■ 本文抜粋:
==============================

敗北し任務失敗、撤退を重ねるもなぜか上官や知り合う女性パイロット2人には好かれる。次々と貴重な機体に乗り換える。中尉程度でティターンズ総帥と打ち合わせをするなど待遇の良さがご都合主義的。*11

ティターンズの非人道的な大量破壊兵器の使用、非戦闘員の虐殺作戦を戦争を早く終わらせるため(脅しとして)という方便にも反感をもたないどころか、前述の女性パイロット2人がカミーユに撃墜されたこともありすべてカミーユ個人への恨みを晴らすためだけに利用しようとするサイコパス小物。

 

パプテマス・シロッコ

落ちろ カトンボ

私だけが死ぬわけがない 貴様の心も 一緒に連れて行く・・・

ティターンズの指揮官。機体の設計もでき操縦、戦闘能力も高く、カリスマ性があるという設定。実際は女好きで洗脳に近いたらしこみが得意な傍観者気取りのキザ野郎です。女性の肩や顔を触り都合のいい言葉を囁き操る

嫌がる相手の腰に手をまわし抱き寄せアゴクイ、女扱いされたかったんだろうと都合よく言い当てる。セクハラが不快です。髪型もなんかキモイ。

死に際にニュータイプ能力を怨念のように用い道連れとしてカミーユの心を壊してしまうが「ニュータイプってそんなことできるの!?」という前述の唐突な超能力展開を悪目立ちさせる一端を担ってしまった。

 

レコア・ロンド

男達は戦いばかりで、女を道具に使うことしか思いつかない…!もしくは、女を辱めることしか、知らないのよ!

==============================

■ 入力データ:
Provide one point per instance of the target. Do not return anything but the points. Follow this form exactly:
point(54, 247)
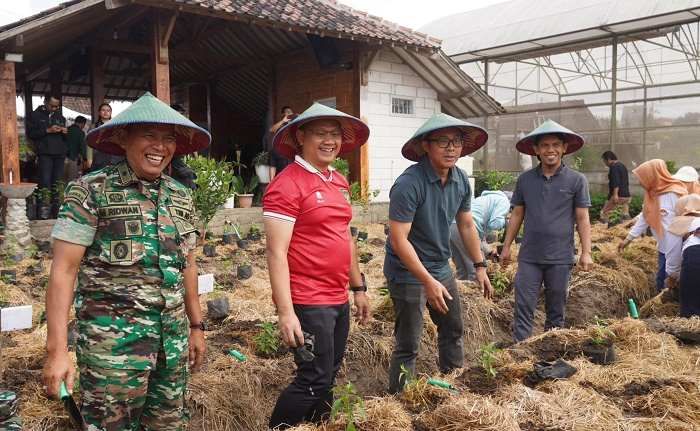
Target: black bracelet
point(362, 288)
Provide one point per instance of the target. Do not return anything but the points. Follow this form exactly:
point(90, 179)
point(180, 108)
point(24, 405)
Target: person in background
point(689, 177)
point(47, 129)
point(553, 200)
point(618, 188)
point(277, 161)
point(423, 201)
point(99, 158)
point(661, 193)
point(312, 258)
point(686, 226)
point(77, 150)
point(489, 212)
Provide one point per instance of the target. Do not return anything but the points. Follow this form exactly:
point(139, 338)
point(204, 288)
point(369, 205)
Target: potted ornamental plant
point(262, 166)
point(214, 180)
point(245, 190)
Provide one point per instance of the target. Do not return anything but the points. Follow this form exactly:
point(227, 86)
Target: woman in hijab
point(489, 211)
point(661, 193)
point(689, 177)
point(686, 227)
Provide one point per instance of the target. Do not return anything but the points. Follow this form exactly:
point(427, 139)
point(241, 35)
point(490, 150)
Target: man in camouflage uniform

==============================

■ 作業内容:
1. 本文抜粋のうち「ティターンズの指揮官。機体の」から「させる一端を担ってしまった。」までの部分を、一字一句違えずに再現すること。
2. 上の一覧の全行を、一字一句そのまま書き出してください。画像は答えに含めないこと。

■ 作業結果:
1.
ティターンズの指揮官。機体の設計もでき操縦、戦闘能力も高く、カリスマ性があるという設定。実際は女好きで洗脳に近いたらしこみが得意な傍観者気取りのキザ野郎です。女性の肩や顔を触り都合のいい言葉を囁き操る

嫌がる相手の腰に手をまわし抱き寄せアゴクイ、女扱いされたかったんだろうと都合よく言い当てる。セクハラが不快です。髪型もなんかキモイ。

死に際にニュータイプ能力を怨念のように用い道連れとしてカミーユの心を壊してしまうが「ニュータイプってそんなことできるの!?」という前述の唐突な超能力展開を悪目立ちさせる一端を担ってしまった。

2.
Provide one point per instance of the target. Do not return anything but the points. Follow this form exactly:
point(54, 247)
Target: black bracelet
point(362, 288)
Provide one point per instance of the target. Do not return anything but the points. Follow this form exactly:
point(90, 179)
point(180, 108)
point(24, 405)
Target: person in background
point(689, 177)
point(47, 129)
point(553, 200)
point(618, 188)
point(277, 161)
point(423, 201)
point(99, 158)
point(661, 193)
point(312, 258)
point(686, 226)
point(77, 150)
point(489, 212)
Provide one point per instance of the target. Do not return anything but the points. Follow this form exactly:
point(139, 338)
point(204, 288)
point(369, 205)
Target: potted ornamental plant
point(262, 166)
point(214, 180)
point(245, 190)
Provide one point per instance of the target. Do not return anything but the points. Follow this form exactly:
point(227, 86)
Target: woman in hijab
point(489, 211)
point(661, 193)
point(689, 177)
point(686, 227)
Provide one point per instance of the target. Do not return anything but the points. Follow this form exactly:
point(427, 139)
point(241, 35)
point(490, 150)
Target: man in camouflage uniform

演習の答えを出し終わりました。